(Dataset records about object locations)
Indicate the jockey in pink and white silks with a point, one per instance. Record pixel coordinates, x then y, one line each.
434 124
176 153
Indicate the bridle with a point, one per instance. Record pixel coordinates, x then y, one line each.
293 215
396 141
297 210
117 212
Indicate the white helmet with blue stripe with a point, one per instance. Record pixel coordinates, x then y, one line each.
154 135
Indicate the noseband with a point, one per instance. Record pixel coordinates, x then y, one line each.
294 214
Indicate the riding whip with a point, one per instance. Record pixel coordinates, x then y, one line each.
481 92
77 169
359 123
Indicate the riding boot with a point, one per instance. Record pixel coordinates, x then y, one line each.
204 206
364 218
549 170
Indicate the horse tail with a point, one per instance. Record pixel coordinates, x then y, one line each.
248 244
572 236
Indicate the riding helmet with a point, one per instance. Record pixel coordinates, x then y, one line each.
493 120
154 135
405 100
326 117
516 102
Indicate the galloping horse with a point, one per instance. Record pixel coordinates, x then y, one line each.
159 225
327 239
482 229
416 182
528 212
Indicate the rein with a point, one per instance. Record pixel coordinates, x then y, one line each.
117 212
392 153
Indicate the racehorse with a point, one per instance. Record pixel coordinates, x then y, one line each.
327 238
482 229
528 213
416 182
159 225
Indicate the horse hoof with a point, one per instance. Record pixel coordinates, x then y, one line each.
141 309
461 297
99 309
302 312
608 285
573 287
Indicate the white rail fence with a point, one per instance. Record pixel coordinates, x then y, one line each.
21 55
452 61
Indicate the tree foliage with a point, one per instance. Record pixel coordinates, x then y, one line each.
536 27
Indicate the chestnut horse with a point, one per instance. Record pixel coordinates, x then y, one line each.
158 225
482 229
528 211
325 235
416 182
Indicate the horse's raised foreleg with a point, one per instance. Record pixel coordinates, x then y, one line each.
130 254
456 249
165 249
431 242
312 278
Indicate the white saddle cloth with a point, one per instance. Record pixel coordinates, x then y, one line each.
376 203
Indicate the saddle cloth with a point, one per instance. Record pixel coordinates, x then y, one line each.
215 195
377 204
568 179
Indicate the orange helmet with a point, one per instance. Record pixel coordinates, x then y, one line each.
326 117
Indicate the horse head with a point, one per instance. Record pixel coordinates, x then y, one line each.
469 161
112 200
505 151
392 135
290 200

• What is needed: Print the material verbatim, all of it.

• Full output:
Indicate the jockey in pink and white silks with a point, one per instance. Record pixel coordinates, x then y, one line each.
434 124
176 153
Indicate the bridle with a point, one per instance. Record pixel coordinates, x then y, one line each.
293 215
396 141
297 210
117 212
Indicate the white helmet with blue stripe with a point, one per instance. Record pixel coordinates, x then y, one line each.
154 135
Indicate the noseband with a point, one per instance. Record pixel coordinates, x then y, one line each.
294 214
Indicate the riding whip with a point, one per instance. Record pixel coordinates, x then y, one line each.
481 92
77 169
359 123
Indicate the riding boot with a point, one per instance. Record pixel coordinates, x then y, one line each.
204 206
364 218
549 170
Indicate the horse tail with a point, one per instance. Record pixel coordinates, x then y, one line each.
248 244
572 236
Indicate the riding helmet with a point, one per instance. Record pixel coordinates, x then y, one line each.
493 120
154 135
405 100
326 117
516 102
Indicate the galloping horse with a point, one per instance. Record pixel coordinates, x then y, one line each.
159 225
327 239
482 229
416 182
528 212
Indicate the rein with a point, one per instance. Record pixel coordinates, x then y, one line each.
117 212
392 153
Indicate the racehorse with a point, one per instance. Record pixel coordinates, x then y, one line each.
327 238
482 229
528 213
416 182
159 225
Indicate the horse hoof with a point, one per instance. Record pixel coordinates, x then y, one line each.
141 309
461 297
99 309
302 312
608 285
573 287
Indicate the white rail fence with a point, one per instance. Record pixel coordinates, x then y, one line each.
21 55
452 61
Indicate the tree foliage with a point, one per instance. Record pixel coordinates, x then y, one line each.
536 27
Indicate the chestnut horse with a point, one per instance. Record pixel coordinates, x then y, one line each.
158 225
482 229
528 211
325 235
416 182
Indicate the horse's raised foreleg with a point, one per instance. Record pixel coordinates, x then y, one line each.
130 254
456 249
165 249
431 242
312 278
Indicate the white saddle cloth with a point, one per instance. Record pixel coordinates, x then y, one line each.
376 203
Indicate the saddle cloth with a point, one per instance. Record pixel coordinates, x then y, one line each.
215 195
377 204
568 179
Indicate the orange helmet with a point, one per instance. Record pixel coordinates, x then y, one line each.
326 117
Indicate the horse head with a point, one per instance. Record pixel coordinates, x then y, one line each.
469 161
112 200
505 151
392 135
290 200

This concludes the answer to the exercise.